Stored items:
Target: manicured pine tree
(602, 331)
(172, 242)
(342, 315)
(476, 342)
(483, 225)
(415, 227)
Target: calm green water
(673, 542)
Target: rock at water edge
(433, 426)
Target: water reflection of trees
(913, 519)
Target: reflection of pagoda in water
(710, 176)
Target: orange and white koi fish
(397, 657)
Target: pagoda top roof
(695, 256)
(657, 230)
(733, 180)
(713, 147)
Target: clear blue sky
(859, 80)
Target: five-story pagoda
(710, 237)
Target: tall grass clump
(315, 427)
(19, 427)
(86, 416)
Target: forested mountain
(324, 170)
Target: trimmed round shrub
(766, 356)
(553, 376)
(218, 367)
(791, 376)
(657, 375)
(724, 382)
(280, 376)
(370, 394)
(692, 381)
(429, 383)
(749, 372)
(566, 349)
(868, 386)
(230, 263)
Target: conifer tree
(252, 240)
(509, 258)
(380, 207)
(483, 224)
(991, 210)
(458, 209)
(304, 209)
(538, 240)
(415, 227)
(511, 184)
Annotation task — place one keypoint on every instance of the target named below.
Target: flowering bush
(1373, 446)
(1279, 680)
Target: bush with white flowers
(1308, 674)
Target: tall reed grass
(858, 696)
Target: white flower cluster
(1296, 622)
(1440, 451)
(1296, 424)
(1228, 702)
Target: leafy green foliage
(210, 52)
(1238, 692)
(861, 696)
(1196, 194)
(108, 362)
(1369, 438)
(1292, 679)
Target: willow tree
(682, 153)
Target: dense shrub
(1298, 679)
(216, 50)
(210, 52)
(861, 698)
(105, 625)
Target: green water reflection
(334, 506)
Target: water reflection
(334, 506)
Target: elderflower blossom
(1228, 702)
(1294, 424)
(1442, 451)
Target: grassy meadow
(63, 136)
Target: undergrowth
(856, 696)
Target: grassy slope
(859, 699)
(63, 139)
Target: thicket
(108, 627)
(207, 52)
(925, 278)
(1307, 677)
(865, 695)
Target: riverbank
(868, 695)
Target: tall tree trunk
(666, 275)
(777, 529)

• **TO BE DONE**
Arrange the part of the data above that runs from the line containing "Target: reflection of pagoda in water" through the end of the data as a JSON list of strings, one string per line, with blank lines left out.

• **RESULT OF THE TASK**
[
  "Target: reflection of pagoda in water",
  "(710, 176)",
  "Target: orange and white koi fish",
  "(397, 657)",
  "Target: pagoda top roof",
  "(695, 256)",
  "(657, 230)",
  "(733, 180)",
  "(713, 147)",
  "Target: clear blue sky",
  "(859, 80)",
  "Target: five-story pagoda",
  "(710, 237)",
  "Target: tall grass clump",
  "(315, 427)",
  "(19, 427)",
  "(86, 416)",
  "Target: forested mountain",
  "(324, 170)",
  "Target: trimmed round shrub",
  "(766, 356)",
  "(553, 376)",
  "(218, 367)",
  "(791, 376)",
  "(657, 375)",
  "(724, 382)",
  "(280, 376)",
  "(370, 394)",
  "(692, 381)",
  "(429, 383)",
  "(749, 372)",
  "(566, 349)",
  "(868, 386)",
  "(230, 263)",
  "Target: conifer tree",
  "(252, 240)",
  "(509, 258)",
  "(380, 207)",
  "(483, 224)",
  "(991, 210)",
  "(458, 209)",
  "(304, 209)",
  "(538, 240)",
  "(415, 227)",
  "(511, 184)",
  "Annotation task — place one keypoint on every instance of the target named below.",
  "Target: flowering bush",
  "(1373, 446)",
  "(1279, 680)",
  "Target: bush with white flowers",
  "(1308, 674)",
  "Target: tall reed grass",
  "(858, 696)",
  "Target: white flower cluster",
  "(1296, 622)",
  "(1440, 451)",
  "(1296, 424)",
  "(1228, 702)",
  "Target: leafy green foliage",
  "(210, 52)",
  "(1238, 692)",
  "(861, 696)",
  "(1196, 194)",
  "(108, 362)",
  "(1369, 438)",
  "(1292, 679)",
  "Target: willow tree",
  "(682, 153)",
  "Target: dense shrub",
  "(1298, 679)",
  "(216, 50)",
  "(210, 52)",
  "(861, 698)",
  "(105, 625)",
  "Target: green water reflection",
  "(334, 506)",
  "Target: water reflection",
  "(334, 506)",
  "Target: elderflower blossom",
  "(1228, 702)",
  "(1294, 424)",
  "(1442, 451)",
  "Target: grassy meadow",
  "(63, 136)",
  "Target: undergrowth",
  "(856, 696)",
  "Target: grassy slope",
  "(859, 699)",
  "(63, 139)",
  "Target: thicket",
  "(108, 627)",
  "(207, 52)",
  "(925, 278)",
  "(1307, 677)",
  "(865, 695)",
  "Target: riverbank",
  "(868, 695)",
  "Target: tall tree trunk",
  "(666, 275)",
  "(777, 529)"
]